* **Required task**
Render each line of the records below as one string in a JSON list, omitting blank lines. Leave the pictures out of the answer.

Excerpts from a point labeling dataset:
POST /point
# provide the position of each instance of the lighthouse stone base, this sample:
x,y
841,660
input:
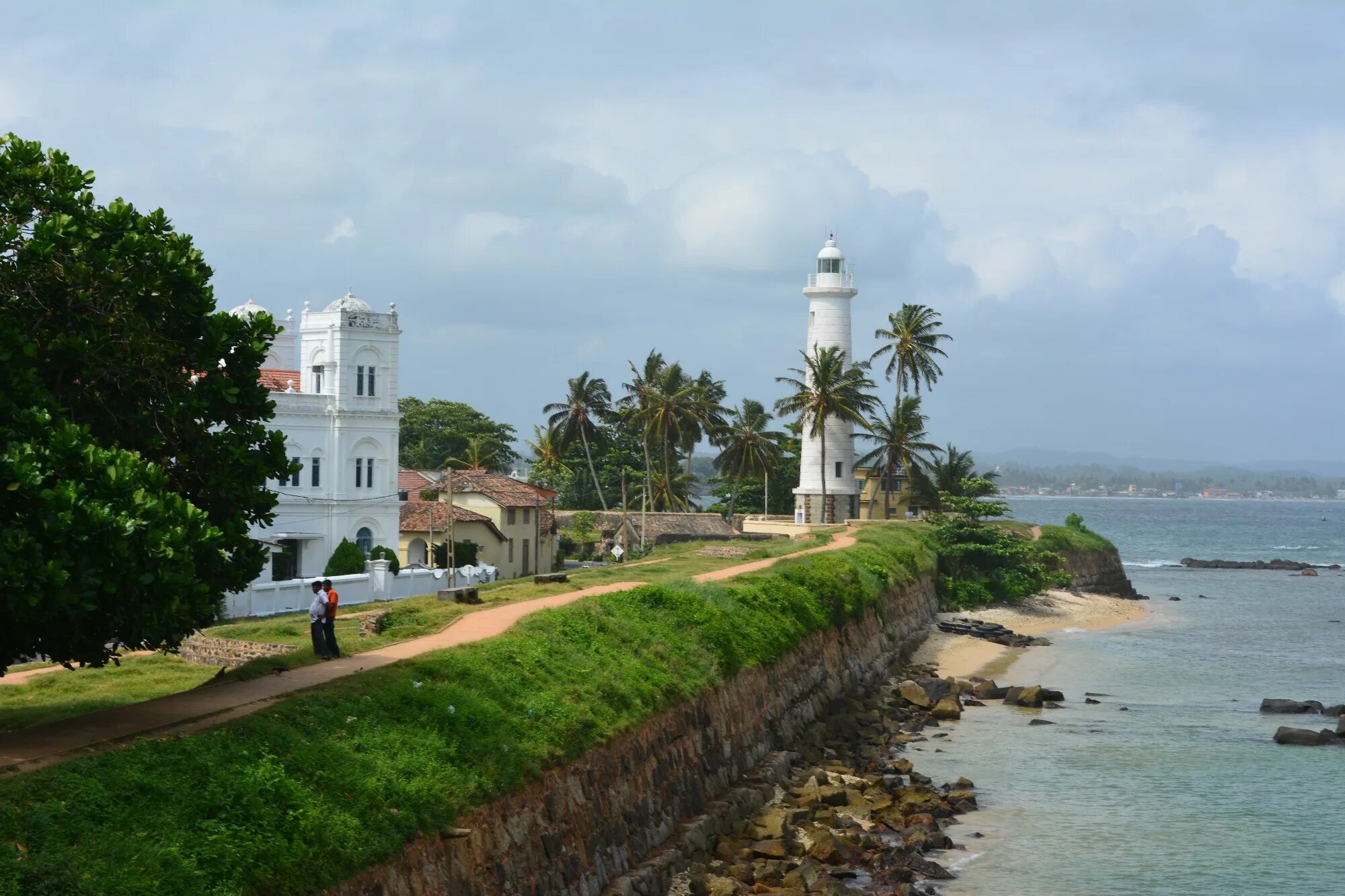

* **Final result**
[
  "POST /point",
  "# provide the position of each instance of the lighthouse stone base, this sample:",
  "x,y",
  "841,660",
  "input:"
]